Segmentation mask data
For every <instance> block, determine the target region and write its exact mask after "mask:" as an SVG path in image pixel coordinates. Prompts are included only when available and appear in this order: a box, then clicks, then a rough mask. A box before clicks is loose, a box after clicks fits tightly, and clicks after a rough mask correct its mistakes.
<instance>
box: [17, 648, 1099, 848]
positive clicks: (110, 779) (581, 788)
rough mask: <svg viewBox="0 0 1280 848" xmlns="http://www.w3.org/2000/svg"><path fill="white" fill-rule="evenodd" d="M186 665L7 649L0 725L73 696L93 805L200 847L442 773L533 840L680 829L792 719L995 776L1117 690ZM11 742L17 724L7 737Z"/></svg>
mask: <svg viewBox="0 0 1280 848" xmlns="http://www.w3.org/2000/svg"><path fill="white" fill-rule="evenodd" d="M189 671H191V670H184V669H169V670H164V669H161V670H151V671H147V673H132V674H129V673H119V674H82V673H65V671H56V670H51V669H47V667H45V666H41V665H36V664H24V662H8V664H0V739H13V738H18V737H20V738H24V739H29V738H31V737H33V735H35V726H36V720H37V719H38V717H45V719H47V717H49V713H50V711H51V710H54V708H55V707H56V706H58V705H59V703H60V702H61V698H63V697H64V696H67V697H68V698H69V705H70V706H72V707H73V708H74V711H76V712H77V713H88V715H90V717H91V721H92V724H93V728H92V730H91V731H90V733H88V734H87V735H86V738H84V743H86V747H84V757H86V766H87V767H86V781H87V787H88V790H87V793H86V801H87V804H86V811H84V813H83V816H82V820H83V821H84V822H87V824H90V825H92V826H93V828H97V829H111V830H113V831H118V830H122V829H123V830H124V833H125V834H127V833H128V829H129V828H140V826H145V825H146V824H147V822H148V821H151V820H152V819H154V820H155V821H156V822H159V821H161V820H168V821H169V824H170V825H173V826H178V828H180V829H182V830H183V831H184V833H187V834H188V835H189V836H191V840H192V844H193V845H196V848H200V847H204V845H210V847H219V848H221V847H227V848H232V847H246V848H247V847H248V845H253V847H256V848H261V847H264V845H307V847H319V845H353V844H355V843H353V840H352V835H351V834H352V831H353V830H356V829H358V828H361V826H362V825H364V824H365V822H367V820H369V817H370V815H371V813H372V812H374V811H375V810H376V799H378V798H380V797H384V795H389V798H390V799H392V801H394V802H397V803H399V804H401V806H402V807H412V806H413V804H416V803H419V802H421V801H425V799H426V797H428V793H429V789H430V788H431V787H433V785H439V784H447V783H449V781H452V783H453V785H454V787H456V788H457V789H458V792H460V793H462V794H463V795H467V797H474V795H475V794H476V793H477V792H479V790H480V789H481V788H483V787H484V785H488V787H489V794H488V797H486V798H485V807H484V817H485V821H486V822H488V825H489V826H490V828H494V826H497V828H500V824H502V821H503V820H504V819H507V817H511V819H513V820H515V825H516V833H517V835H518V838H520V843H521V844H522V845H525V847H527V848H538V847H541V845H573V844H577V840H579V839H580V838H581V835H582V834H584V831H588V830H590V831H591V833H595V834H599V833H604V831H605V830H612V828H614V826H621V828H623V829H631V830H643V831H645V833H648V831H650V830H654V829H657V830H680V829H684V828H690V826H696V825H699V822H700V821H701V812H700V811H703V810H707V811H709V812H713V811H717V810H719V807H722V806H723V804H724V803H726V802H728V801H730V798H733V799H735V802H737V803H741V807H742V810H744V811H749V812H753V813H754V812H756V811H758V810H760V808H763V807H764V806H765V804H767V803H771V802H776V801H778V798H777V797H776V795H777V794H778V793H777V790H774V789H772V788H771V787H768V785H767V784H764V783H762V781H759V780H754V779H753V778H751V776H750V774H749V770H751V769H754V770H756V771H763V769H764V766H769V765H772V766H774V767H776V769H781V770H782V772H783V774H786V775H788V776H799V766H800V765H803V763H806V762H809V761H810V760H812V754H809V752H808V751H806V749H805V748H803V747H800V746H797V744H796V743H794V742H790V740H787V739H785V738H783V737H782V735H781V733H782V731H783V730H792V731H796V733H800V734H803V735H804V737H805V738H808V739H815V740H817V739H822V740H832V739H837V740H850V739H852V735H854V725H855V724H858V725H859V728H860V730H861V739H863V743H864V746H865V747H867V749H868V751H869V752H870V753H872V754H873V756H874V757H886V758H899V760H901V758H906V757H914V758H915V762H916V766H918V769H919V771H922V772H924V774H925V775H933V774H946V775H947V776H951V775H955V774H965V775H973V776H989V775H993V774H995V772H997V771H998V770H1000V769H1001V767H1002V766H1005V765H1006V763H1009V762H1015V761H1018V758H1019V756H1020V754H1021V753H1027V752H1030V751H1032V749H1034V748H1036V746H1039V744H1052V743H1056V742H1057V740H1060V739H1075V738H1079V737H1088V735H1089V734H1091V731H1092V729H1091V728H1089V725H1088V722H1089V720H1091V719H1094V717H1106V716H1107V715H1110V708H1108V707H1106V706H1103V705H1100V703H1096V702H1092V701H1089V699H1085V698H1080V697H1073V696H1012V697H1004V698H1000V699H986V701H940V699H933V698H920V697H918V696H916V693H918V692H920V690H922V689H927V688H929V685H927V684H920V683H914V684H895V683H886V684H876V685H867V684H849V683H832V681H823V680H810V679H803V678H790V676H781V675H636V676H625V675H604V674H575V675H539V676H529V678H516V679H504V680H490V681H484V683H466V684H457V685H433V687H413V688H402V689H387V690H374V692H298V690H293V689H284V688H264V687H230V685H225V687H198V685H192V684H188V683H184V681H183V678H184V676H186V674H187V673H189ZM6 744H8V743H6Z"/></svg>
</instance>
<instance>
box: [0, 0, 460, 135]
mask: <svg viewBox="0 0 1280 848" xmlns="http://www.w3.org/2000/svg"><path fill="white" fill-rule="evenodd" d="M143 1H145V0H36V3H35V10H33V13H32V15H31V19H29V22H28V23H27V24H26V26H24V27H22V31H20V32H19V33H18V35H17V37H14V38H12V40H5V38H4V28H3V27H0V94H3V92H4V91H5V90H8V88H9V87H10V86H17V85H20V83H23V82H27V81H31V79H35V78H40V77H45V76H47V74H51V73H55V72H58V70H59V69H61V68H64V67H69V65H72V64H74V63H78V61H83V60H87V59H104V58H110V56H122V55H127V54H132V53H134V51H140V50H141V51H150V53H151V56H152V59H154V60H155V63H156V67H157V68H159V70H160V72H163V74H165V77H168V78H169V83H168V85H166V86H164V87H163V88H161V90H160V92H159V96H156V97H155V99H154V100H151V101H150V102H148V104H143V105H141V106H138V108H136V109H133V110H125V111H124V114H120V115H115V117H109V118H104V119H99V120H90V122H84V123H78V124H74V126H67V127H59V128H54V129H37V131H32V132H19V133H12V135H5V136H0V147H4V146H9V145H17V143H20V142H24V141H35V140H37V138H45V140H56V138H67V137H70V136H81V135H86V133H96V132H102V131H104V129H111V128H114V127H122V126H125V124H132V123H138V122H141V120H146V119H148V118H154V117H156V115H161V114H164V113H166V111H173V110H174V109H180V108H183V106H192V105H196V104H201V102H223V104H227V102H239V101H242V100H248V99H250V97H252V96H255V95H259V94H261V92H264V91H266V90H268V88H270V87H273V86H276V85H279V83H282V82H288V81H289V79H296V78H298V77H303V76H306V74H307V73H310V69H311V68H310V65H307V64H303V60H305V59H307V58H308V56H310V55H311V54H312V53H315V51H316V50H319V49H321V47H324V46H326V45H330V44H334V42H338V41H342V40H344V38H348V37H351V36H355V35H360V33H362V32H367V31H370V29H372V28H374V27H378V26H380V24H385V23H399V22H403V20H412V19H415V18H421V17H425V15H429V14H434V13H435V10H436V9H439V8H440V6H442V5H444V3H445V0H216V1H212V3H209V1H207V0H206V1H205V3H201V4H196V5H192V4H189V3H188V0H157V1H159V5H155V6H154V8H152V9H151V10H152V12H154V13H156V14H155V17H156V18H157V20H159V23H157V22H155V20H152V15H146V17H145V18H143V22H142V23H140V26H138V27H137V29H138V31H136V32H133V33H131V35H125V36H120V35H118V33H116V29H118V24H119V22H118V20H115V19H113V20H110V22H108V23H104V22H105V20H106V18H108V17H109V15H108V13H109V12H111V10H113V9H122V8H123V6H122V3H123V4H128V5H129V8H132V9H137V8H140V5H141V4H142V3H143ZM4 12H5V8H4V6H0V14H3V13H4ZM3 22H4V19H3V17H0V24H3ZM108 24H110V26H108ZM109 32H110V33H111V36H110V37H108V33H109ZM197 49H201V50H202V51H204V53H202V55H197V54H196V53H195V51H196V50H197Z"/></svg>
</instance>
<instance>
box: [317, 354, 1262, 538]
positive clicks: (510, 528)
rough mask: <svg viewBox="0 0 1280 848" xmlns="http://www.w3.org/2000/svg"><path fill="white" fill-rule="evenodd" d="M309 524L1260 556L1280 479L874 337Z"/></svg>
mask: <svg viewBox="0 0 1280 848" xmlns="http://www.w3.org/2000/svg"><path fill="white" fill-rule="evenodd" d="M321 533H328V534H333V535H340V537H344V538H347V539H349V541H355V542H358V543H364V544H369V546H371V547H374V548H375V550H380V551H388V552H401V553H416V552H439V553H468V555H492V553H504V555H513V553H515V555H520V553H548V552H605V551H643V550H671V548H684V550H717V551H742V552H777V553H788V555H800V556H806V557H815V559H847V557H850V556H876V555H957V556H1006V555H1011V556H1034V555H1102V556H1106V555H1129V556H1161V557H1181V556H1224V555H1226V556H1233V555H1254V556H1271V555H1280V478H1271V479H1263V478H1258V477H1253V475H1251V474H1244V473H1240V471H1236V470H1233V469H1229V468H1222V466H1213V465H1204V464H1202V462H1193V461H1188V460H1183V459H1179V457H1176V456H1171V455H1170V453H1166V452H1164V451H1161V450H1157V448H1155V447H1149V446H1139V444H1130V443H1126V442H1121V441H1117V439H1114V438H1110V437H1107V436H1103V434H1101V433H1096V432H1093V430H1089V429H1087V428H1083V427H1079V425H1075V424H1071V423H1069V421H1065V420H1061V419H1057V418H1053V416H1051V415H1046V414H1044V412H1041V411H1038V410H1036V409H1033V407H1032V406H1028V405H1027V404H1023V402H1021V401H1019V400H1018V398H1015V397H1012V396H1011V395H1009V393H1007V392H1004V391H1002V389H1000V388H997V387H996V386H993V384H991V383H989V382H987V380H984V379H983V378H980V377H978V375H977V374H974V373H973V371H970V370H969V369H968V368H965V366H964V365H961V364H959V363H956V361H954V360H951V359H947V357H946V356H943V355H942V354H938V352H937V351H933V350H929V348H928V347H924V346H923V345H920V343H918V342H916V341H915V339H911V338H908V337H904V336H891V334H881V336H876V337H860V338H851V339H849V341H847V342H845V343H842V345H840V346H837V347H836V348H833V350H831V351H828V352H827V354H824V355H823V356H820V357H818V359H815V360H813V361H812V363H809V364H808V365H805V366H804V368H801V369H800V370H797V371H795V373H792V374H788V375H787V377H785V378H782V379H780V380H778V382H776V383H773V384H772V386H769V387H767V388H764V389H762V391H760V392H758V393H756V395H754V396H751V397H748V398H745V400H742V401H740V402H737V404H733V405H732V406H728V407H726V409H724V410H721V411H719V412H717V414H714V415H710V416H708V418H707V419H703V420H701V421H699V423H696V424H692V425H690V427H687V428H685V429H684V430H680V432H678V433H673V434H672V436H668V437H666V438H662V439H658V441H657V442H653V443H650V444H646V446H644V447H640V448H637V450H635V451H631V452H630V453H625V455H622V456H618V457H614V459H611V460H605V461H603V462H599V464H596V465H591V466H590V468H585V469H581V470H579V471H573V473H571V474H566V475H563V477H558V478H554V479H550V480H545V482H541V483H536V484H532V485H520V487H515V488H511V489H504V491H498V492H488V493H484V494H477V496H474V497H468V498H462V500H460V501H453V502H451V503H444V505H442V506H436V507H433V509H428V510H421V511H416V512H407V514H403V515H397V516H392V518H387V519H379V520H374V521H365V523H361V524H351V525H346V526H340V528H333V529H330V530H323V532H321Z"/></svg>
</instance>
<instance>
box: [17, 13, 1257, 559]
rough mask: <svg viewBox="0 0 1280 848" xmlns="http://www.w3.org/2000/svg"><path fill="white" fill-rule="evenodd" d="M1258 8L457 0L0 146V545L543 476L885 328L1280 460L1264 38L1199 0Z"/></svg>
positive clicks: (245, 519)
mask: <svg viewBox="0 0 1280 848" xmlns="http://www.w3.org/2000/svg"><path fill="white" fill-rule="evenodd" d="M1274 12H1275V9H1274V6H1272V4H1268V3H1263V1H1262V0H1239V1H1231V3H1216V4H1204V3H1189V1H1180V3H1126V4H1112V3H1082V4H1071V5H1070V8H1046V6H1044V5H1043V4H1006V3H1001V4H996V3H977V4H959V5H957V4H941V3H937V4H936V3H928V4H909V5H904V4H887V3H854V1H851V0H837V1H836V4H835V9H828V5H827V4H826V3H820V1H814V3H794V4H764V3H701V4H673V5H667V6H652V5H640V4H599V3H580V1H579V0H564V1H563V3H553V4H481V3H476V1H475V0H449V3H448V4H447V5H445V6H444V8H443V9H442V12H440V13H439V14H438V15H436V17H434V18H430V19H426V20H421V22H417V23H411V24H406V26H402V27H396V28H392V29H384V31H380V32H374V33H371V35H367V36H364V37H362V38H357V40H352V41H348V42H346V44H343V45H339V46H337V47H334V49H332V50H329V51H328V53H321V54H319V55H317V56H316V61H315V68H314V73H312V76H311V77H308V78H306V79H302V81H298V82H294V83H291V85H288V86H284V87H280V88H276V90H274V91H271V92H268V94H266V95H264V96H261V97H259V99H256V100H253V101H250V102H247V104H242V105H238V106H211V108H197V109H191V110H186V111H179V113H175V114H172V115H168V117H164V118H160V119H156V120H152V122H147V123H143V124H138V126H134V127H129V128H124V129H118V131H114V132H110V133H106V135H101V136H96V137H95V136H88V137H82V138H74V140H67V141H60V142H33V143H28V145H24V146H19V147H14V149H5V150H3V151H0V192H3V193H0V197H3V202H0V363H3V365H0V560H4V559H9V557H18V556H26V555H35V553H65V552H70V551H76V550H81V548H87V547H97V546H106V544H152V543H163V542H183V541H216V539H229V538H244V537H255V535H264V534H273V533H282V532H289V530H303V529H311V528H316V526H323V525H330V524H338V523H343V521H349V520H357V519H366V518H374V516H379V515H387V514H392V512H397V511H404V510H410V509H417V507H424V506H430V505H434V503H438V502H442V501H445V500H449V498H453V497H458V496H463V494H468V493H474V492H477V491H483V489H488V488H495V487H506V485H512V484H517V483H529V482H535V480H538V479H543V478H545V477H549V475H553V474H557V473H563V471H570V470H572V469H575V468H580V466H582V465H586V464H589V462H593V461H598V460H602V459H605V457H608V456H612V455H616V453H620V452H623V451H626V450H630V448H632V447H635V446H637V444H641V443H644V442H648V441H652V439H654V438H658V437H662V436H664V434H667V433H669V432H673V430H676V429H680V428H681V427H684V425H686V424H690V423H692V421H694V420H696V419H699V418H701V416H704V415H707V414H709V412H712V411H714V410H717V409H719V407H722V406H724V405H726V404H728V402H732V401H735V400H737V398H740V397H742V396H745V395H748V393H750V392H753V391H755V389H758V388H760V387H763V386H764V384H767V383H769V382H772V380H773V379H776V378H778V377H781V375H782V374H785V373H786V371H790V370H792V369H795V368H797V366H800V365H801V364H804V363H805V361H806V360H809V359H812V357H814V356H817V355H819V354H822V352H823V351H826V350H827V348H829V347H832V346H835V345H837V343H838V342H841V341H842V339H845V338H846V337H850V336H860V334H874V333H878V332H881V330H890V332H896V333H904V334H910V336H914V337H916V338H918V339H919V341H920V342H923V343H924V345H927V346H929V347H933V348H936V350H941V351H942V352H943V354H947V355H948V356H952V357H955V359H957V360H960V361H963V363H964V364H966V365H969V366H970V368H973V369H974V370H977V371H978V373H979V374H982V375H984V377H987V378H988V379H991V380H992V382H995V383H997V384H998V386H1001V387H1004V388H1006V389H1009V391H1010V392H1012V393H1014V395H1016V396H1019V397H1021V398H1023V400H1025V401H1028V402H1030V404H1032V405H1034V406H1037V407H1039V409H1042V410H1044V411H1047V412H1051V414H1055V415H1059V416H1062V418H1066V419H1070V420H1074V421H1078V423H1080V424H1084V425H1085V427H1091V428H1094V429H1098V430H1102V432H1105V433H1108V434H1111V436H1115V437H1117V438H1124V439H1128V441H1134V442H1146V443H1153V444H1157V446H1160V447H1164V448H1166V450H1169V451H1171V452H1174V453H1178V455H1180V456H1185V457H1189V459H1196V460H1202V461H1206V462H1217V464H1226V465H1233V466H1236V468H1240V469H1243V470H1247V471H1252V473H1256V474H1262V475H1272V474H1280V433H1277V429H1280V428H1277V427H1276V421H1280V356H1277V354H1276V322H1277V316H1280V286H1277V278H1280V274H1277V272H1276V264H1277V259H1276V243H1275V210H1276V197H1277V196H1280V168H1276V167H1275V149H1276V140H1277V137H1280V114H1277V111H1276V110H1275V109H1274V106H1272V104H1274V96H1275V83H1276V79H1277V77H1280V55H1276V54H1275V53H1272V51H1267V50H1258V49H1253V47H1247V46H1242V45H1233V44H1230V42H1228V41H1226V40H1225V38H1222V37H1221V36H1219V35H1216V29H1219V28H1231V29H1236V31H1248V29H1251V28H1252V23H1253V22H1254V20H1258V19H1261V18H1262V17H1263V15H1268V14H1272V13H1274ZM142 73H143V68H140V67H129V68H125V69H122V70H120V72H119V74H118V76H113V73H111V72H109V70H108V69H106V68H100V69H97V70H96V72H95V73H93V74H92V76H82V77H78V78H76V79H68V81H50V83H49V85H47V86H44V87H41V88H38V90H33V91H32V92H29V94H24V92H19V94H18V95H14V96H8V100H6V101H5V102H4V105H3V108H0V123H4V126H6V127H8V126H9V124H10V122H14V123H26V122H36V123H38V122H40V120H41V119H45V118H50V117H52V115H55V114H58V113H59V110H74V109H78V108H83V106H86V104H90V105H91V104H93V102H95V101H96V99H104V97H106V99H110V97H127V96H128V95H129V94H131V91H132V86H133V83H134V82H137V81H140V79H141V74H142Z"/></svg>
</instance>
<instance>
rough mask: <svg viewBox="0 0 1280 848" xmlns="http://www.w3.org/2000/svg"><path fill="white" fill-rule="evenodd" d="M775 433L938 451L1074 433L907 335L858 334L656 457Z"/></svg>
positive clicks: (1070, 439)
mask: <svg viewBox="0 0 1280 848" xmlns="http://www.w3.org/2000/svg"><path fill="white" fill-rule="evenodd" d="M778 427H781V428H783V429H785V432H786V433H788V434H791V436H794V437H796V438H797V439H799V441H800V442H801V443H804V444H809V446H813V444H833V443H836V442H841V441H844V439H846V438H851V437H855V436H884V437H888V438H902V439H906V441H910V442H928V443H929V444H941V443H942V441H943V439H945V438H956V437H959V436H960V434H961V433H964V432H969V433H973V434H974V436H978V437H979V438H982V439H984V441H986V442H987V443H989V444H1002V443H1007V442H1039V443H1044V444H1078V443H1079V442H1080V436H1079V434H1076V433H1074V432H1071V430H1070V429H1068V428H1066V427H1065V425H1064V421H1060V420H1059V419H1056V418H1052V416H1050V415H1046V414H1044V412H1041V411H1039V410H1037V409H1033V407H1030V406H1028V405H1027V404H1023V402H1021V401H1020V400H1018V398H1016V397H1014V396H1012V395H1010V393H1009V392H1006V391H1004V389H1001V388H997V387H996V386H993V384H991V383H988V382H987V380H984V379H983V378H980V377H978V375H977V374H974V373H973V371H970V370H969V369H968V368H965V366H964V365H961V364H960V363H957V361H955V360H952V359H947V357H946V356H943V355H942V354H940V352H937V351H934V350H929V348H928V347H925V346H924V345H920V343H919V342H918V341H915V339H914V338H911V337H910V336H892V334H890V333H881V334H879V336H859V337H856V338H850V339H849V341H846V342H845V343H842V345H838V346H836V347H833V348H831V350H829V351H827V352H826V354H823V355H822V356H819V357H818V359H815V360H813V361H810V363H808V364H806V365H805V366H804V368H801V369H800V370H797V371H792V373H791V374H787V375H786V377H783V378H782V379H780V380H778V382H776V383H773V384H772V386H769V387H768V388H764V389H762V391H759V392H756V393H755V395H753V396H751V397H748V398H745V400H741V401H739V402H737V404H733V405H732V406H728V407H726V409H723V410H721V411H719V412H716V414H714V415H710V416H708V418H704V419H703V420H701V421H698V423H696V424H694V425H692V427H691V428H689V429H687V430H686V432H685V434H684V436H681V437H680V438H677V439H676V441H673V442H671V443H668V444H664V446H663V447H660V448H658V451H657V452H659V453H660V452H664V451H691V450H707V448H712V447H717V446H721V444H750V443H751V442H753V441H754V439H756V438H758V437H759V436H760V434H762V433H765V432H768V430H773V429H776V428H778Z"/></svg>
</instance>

> **Goal of the exercise**
The task calls for all lines in the entries that hold "positive".

> **Expected answer**
positive clicks: (110, 779) (581, 788)
positive clicks: (510, 528)
positive clicks: (245, 519)
positive clicks: (1070, 439)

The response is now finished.